# [Dataset entries]
——

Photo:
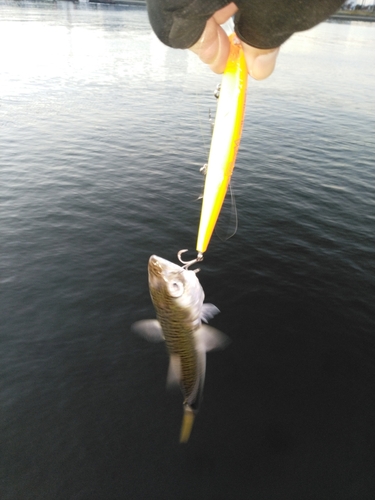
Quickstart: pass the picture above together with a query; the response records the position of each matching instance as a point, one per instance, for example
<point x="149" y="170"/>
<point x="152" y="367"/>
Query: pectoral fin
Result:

——

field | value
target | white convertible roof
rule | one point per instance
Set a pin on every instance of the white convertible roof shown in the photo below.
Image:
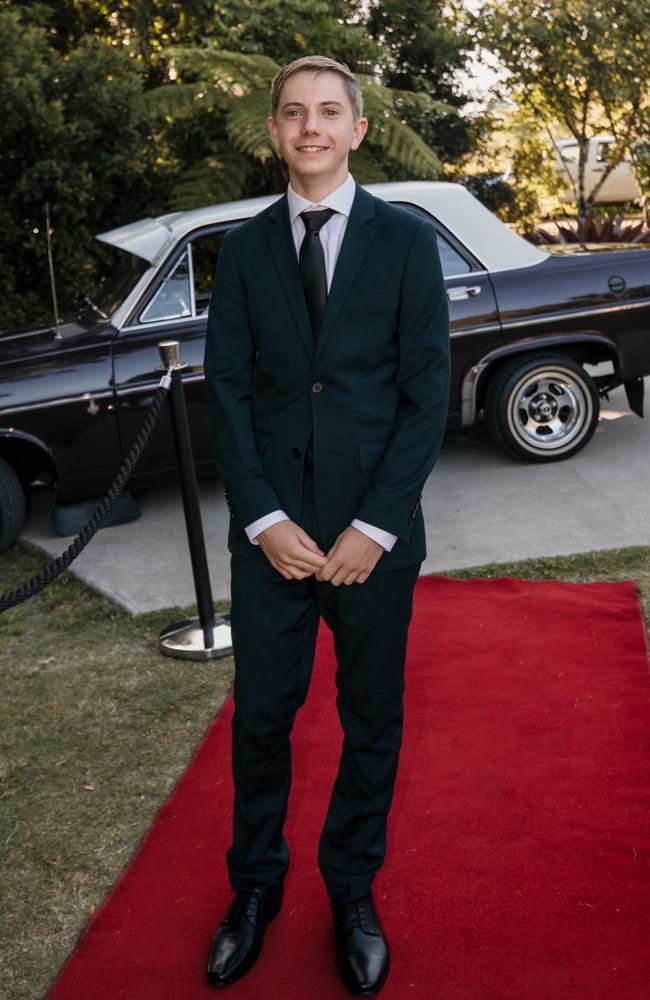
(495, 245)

——

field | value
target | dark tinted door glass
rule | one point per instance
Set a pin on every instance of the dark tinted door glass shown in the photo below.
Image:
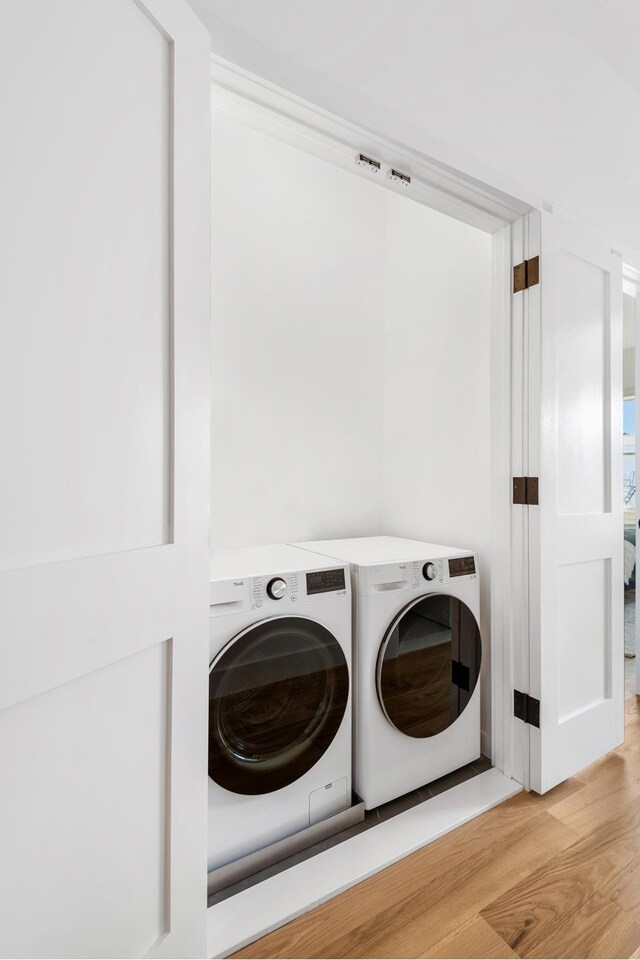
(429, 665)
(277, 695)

——

# [THE PROBLEM]
Gather each line of the records holding the string "point".

# [ANSWER SECTION]
Quickstart: pass the picture above together with a query; the response records the position of each matching instance as a point, one per instance, for example
<point x="149" y="170"/>
<point x="152" y="367"/>
rule | one point per instance
rule | one point per instance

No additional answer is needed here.